*Description of the task*
Nothing but the line with "Where can the plastic trash" and the lines after it, through the end of the records below, is to be repeated, exactly as it is.

*Task inputs*

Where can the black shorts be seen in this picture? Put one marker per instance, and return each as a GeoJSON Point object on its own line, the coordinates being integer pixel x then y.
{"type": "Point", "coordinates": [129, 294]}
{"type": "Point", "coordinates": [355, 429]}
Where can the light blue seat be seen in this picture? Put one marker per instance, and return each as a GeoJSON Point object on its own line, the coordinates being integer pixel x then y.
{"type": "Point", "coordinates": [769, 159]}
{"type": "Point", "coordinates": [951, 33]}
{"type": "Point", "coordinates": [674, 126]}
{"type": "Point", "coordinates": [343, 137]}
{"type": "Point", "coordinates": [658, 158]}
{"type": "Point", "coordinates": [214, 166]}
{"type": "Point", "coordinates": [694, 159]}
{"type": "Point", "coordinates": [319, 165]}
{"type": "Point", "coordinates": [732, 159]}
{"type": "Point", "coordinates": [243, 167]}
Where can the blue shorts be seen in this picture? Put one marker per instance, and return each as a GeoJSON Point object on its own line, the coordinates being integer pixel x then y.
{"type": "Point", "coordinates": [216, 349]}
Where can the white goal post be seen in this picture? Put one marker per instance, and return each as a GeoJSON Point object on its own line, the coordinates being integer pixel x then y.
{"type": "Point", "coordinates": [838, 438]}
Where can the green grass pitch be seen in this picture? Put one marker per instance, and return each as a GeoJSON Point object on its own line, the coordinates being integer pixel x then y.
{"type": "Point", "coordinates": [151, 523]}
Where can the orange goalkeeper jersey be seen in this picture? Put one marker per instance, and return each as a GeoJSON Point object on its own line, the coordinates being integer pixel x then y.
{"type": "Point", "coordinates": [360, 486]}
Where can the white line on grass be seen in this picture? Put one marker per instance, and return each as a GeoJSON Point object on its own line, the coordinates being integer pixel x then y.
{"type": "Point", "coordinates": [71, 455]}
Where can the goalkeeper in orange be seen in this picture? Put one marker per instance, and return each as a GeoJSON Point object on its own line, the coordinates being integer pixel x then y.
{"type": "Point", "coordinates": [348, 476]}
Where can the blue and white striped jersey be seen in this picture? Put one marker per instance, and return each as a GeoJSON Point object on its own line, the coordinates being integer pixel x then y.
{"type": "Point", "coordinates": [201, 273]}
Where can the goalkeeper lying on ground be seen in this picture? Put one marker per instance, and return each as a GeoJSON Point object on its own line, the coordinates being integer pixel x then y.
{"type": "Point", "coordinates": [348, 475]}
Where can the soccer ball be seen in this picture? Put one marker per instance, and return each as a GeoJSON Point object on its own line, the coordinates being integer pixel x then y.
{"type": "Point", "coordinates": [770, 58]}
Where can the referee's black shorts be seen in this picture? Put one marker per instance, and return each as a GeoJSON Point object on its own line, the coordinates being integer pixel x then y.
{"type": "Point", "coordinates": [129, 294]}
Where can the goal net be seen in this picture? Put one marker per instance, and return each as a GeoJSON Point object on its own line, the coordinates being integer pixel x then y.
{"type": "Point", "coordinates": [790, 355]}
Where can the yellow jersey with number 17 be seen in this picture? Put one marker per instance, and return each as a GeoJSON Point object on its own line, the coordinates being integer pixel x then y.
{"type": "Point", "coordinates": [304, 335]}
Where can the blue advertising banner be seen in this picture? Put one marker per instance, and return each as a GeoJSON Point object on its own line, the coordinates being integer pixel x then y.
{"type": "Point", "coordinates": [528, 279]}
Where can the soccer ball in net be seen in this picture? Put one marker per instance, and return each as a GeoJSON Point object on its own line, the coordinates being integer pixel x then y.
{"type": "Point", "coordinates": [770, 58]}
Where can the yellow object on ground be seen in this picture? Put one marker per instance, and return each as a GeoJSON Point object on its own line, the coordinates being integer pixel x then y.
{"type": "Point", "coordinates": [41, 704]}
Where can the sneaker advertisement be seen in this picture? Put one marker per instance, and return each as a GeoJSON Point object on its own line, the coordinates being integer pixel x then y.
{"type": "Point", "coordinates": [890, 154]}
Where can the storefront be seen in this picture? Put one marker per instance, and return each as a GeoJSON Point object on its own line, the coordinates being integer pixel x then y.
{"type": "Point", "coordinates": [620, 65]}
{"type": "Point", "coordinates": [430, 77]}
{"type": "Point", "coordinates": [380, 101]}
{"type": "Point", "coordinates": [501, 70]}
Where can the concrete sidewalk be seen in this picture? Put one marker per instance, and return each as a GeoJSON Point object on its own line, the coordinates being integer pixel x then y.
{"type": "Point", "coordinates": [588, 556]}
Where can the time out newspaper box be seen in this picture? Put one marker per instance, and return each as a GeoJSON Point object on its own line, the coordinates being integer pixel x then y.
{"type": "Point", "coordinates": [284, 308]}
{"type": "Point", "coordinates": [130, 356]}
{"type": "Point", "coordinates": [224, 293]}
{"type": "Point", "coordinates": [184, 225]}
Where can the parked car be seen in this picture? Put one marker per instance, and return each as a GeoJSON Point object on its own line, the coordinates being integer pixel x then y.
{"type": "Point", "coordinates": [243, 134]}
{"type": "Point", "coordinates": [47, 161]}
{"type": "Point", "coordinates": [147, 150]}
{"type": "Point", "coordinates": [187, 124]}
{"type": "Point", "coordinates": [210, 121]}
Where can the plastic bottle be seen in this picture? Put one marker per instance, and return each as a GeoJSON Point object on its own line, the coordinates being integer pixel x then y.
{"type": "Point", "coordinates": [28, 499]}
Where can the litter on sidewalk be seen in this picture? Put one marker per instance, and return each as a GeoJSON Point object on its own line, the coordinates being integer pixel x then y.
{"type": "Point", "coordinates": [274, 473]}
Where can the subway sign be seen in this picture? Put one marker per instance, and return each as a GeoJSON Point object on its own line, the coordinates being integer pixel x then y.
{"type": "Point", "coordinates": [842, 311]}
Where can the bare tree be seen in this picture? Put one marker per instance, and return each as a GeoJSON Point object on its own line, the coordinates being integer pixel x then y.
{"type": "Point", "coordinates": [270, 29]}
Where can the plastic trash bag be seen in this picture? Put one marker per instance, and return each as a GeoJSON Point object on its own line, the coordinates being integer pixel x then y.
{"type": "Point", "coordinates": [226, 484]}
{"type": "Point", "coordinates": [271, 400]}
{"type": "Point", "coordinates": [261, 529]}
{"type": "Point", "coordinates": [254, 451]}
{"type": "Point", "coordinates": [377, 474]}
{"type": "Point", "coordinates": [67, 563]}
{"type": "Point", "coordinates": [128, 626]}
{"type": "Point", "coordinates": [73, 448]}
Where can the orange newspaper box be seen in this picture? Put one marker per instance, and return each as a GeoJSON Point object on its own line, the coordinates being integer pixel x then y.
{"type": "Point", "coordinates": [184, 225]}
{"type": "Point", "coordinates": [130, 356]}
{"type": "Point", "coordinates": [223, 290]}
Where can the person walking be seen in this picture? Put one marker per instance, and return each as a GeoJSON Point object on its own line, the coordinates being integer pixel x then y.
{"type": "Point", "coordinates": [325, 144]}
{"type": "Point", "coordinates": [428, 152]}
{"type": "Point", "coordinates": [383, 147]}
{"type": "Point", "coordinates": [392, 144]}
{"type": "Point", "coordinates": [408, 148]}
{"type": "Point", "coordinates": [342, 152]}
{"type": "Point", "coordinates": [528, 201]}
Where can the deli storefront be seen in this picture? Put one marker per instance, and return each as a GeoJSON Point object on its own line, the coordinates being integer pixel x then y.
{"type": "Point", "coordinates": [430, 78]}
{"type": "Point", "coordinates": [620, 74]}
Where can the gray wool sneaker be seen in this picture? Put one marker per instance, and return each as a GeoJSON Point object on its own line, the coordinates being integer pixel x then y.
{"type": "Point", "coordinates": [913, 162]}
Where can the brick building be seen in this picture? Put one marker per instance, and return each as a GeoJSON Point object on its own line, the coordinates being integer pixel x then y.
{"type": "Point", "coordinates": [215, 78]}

*Answer in full*
Where can the plastic trash bag be seen in this picture? Put one marker per instance, and return each as a GeoJSON Point object on its own line, the coordinates being integer pixel x then y.
{"type": "Point", "coordinates": [226, 484]}
{"type": "Point", "coordinates": [271, 400]}
{"type": "Point", "coordinates": [261, 529]}
{"type": "Point", "coordinates": [254, 451]}
{"type": "Point", "coordinates": [377, 474]}
{"type": "Point", "coordinates": [67, 563]}
{"type": "Point", "coordinates": [128, 626]}
{"type": "Point", "coordinates": [73, 448]}
Where can the orange newspaper box be seen in this picture? Put one marker per instance, and return each as a GeoJSON Point object on its own line, the coordinates being integer pixel x then y.
{"type": "Point", "coordinates": [184, 225]}
{"type": "Point", "coordinates": [130, 356]}
{"type": "Point", "coordinates": [223, 290]}
Where can the person walking be seen in this picture? Put one marker per instance, and return each as a GeoJSON Point object on its own line, the coordinates being integer pixel x then y.
{"type": "Point", "coordinates": [325, 144]}
{"type": "Point", "coordinates": [428, 152]}
{"type": "Point", "coordinates": [383, 147]}
{"type": "Point", "coordinates": [392, 144]}
{"type": "Point", "coordinates": [408, 148]}
{"type": "Point", "coordinates": [342, 152]}
{"type": "Point", "coordinates": [528, 201]}
Where can the deli storefront be seen in this picture? Put one marker per instance, and return each as a GeoJSON Point object on its own line, the coordinates being integer pixel x then y.
{"type": "Point", "coordinates": [430, 78]}
{"type": "Point", "coordinates": [620, 74]}
Where can the gray wool sneaker be seen in this picture? Put one marker per instance, and return each as a GeoJSON Point object on its own line, the coordinates being integer pixel x then y.
{"type": "Point", "coordinates": [913, 162]}
Where can the brick building be seen in this picture? Put one marker per instance, and return each as a GeoJSON Point object on its own line, the coordinates being integer pixel x then y.
{"type": "Point", "coordinates": [215, 78]}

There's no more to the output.